__GIVEN TASK 1__
Reproduce everything in the Count Sorted Vowel Strings write-up from "Hint says back-tracking, solutions" down to "remaining charaters. helper()".
__GIVEN TASK 2__
Using the Count Sorted Vowel Strings write-up, state whether each statement below agrees with it. Answer yes or no for each and quote the deciding words.
(a) The hint for the problem points to dynamic programming.
(b) The count variable is placed outside the functions.
(c) The index is decremented in the recursive loop.
__GIVEN TASK 3__
Write what comes next in the Count Sorted Vowel Strings write-up, starting after its last sentence.

__ARTICLE__
=====

2 minutes
Leetcode 1641
Count Sorted Vowel Strings
Count Sorted Vowel Strings
Head on over here to try the problem for yourself.
Hint says back-tracking, solutions say dynamic programming 😅.
Back-tracking
Algorithm
The goal is to get all sorted combinations of the vowels for a string of length n
. I set up a count
variable outside the functions to ensure it stays out of scope for all the recursive calls. The helper()
function recieves the previous index and remaining charaters. helper()
loops till 4 (because there are 5 vowels). Everytime, n==0
, increment counter
.
Code
public class solution {
int count = 0;
public int countVowelStrings(int n) {
helper(n,0);
return count;
}
public void helper(int n, int index) {
if(n <= 0) {
count++;
return;
}
for(; index < 5; index++) {
helper(n - 1, index);
// index not decremented because same
// letters are valid
}
}
}
Dynamic Programming
Algorithm
The following pattern explains the intuition behind this approach.

=====

__DATASET CONTENT__
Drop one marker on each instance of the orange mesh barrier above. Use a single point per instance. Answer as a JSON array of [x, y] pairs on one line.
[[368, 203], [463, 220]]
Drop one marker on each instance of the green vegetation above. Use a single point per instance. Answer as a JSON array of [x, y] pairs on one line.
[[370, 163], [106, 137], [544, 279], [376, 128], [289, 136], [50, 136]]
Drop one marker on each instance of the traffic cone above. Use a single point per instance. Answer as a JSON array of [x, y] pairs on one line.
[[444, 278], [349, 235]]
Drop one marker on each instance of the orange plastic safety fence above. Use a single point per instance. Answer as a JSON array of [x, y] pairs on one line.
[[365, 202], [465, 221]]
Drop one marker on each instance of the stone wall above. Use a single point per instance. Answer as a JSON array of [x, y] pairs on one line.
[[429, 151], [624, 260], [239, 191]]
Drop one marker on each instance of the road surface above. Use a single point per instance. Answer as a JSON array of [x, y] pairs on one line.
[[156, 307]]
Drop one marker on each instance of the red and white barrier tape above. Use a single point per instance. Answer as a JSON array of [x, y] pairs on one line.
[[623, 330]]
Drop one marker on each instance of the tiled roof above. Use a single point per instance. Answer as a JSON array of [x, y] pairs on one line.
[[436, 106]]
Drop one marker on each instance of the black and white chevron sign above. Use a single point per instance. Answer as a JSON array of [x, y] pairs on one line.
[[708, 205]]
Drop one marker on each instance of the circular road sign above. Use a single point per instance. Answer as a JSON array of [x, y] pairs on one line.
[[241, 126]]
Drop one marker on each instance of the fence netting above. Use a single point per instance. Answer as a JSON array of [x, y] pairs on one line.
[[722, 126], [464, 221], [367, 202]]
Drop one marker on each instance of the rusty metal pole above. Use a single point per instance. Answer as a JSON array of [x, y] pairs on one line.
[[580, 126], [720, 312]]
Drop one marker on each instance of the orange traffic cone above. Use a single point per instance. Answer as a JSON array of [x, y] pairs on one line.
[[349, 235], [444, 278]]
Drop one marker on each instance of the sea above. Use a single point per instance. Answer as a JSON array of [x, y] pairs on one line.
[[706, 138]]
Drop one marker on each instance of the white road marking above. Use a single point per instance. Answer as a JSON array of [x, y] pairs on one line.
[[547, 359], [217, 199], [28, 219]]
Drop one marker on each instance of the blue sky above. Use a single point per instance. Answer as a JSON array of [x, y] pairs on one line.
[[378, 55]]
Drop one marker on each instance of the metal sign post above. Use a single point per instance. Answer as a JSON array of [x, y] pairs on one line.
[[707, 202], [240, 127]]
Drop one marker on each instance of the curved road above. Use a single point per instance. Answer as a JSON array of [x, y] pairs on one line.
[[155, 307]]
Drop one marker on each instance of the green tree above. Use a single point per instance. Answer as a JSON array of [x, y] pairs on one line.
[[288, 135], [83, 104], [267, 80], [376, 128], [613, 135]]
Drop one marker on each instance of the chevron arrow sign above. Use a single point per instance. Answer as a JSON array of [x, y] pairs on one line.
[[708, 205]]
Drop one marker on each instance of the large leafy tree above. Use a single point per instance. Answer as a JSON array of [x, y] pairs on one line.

=====

__RIGHT ANSWER 1__
Hint says back-tracking, solutions say dynamic programming 😅.
Back-tracking
Algorithm
The goal is to get all sorted combinations of the vowels for a string of length n
. I set up a count
variable outside the functions to ensure it stays out of scope for all the recursive calls. The helper()
function recieves the previous index and remaining charaters. helper()

__RIGHT ANSWER 2__
(a) No: "Hint says back-tracking, solutions say dynamic programming"
(b) Yes: "variable outside the functions"
(c) No: "index not decremented because same"

__RIGHT ANSWER 3__
a | e | i | o | u | |
---|---|---|---|---|---|
n = 1 | 1 | 1 | 1 | 1 | |
n = 2 | 5 | 4 | 3 | 2 | 1 |
n = 3 | 15 | 10 | 6 | 3 | 1 |
: |
The last string will always be uuuu.. n times
. Every other string will occur count of previous + count of next.
Code
public int countVowelStrings(int n) {
int[] store = new int[5];
for(int i = 0; i < store.length; i++)
store[i] = 1;
// This is the base condition when n = 1
// so we check for n > 1 in the while
while(n-- > 1) {
for(int i = 3; i >= 0; i--) {
store[i] += store[i+1];
// follow the pattern :)
// i was giving i-1 and
// was really confused
}
}
int result = 0;
for(int i = 0; i < store.length; i++)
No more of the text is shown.